GIVEN TEXT:
Beautiful, right?  Not happening today.  

An example of this happened today. Someone gave me some beautiful flowers and I could hardly wait to get them home and into the new silver pitcher.  I suppose I hoped they would inspire me to make some art with them.  I worked all afternoon on getting the tarnish off of the pitcher and then arranging the flowers.  When I sat down with my sketchpad and a pencil all I could feel was overwhelmed.  Sometimes my creative life is like that.  I figure most people's are.  For me, when a painting or creative endeavor goes right, I find myself filled with energy and anticipation for the next one.  However, when it doesn't go like I'd hoped, it takes time to climb back on my tall chair, scoot up to the desk and get back after it.  I'll get over it, but in the meantime I'm casting around, looking for a starting place.  And hopefully I'll find it soon.  

Thanks for stopping by! Alice

Thursday, February 25, 2016

Parker Webb- A Natural

Our youngest child, Parker Webb, sent some photos to me from college so I could see his latest work.  I love seeing what he makes when he gets absorbed in an art project.  It's been a long time since he's worked at any art as he's been living in South Africa for two years as a missionary.  The extra maturity has only added to his eye and ability, I think.  

Side view, this bust has been working its way out of Parker's system for a few weeks now, growing and changing.
Parker is the most naturally gifted artist I have ever met.  Most of us have to study hard to understand proportion, value and composition.  Not him.  He has instinctively understood these things since he was a small child.  I've loved having a front row seat to his creativity and still enjoy it.  I just think of myself as the duck that hatched a swan.

RECORD EXTRACTS:
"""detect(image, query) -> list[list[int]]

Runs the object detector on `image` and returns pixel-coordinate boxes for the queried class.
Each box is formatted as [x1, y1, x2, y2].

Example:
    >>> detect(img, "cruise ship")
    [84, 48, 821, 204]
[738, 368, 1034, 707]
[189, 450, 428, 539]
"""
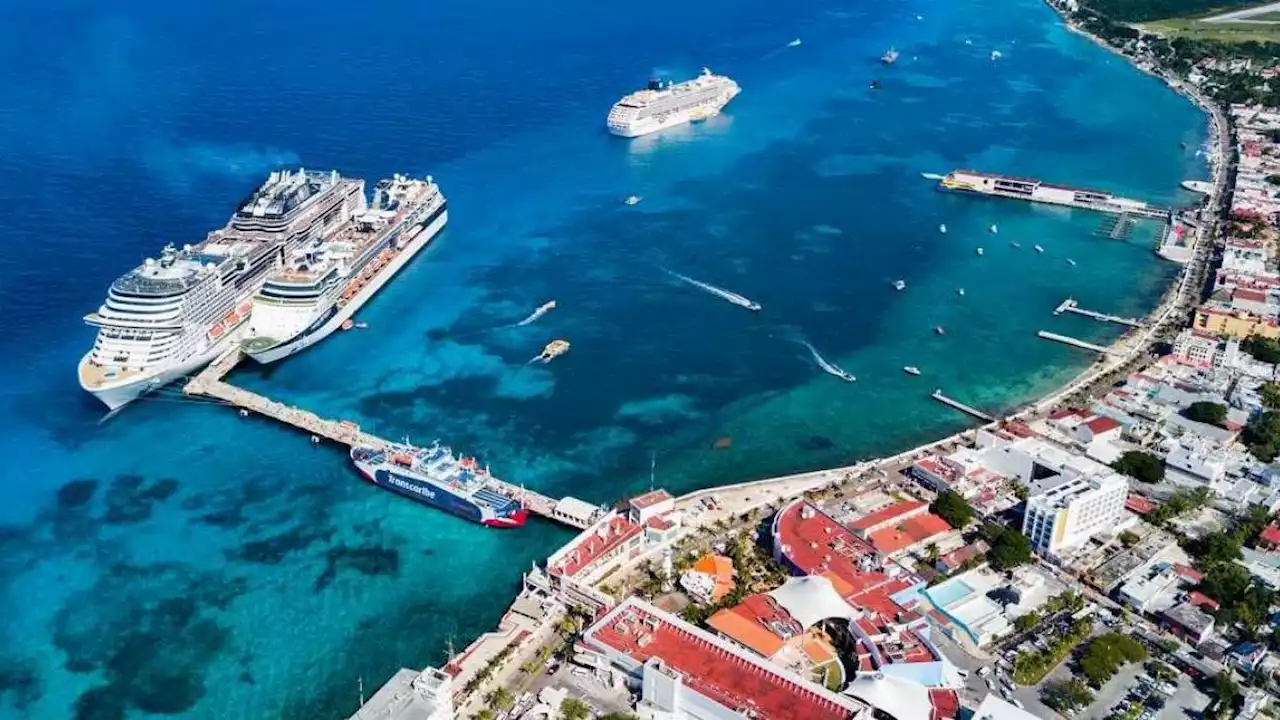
[241, 174, 448, 363]
[608, 68, 741, 137]
[351, 443, 529, 528]
[78, 169, 364, 410]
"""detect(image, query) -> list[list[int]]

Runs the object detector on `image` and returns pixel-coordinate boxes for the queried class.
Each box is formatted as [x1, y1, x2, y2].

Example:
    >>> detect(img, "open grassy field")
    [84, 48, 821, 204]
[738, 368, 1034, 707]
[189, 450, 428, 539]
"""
[1138, 13, 1280, 42]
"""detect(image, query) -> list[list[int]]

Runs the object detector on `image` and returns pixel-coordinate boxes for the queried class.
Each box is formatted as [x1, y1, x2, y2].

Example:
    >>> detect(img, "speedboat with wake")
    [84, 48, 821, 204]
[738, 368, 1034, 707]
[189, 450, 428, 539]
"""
[666, 265, 760, 307]
[804, 342, 858, 383]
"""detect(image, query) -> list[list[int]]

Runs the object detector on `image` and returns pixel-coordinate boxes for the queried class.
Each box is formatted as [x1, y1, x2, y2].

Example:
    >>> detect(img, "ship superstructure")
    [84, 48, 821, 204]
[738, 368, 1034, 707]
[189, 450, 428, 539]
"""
[241, 174, 448, 363]
[78, 169, 364, 410]
[351, 443, 529, 528]
[608, 68, 741, 137]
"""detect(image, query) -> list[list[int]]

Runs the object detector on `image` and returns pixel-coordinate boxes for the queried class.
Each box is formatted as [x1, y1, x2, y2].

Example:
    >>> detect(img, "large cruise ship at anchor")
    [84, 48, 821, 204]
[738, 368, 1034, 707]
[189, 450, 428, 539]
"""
[351, 443, 529, 528]
[78, 169, 364, 410]
[241, 176, 448, 363]
[607, 68, 742, 137]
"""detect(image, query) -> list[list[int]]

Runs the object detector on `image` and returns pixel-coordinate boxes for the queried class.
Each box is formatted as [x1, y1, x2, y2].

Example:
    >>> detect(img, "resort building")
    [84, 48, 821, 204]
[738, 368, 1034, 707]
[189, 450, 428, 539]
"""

TASK A:
Retype the passage of the blog post starting with "Thanks for stopping" and going on through "growing and changing.".
TASK B:
Why had Parker not worked at any art for a long time, according to the blog post? Answer in one to three sentences.
The items are material separate from the blog post.

REPLY A:
Thanks for stopping by! Alice

Thursday, February 25, 2016

Parker Webb- A Natural

Our youngest child, Parker Webb, sent some photos to me from college so I could see his latest work.  I love seeing what he makes when he gets absorbed in an art project.  It's been a long time since he's worked at any art as he's been living in South Africa for two years as a missionary.  The extra maturity has only added to his eye and ability, I think.  

Side view, this bust has been working its way out of Parker's system for a few weeks now, growing and changing.

REPLY B:
Parker had not worked at art for a long time because he had been living in South Africa for two years as a missionary.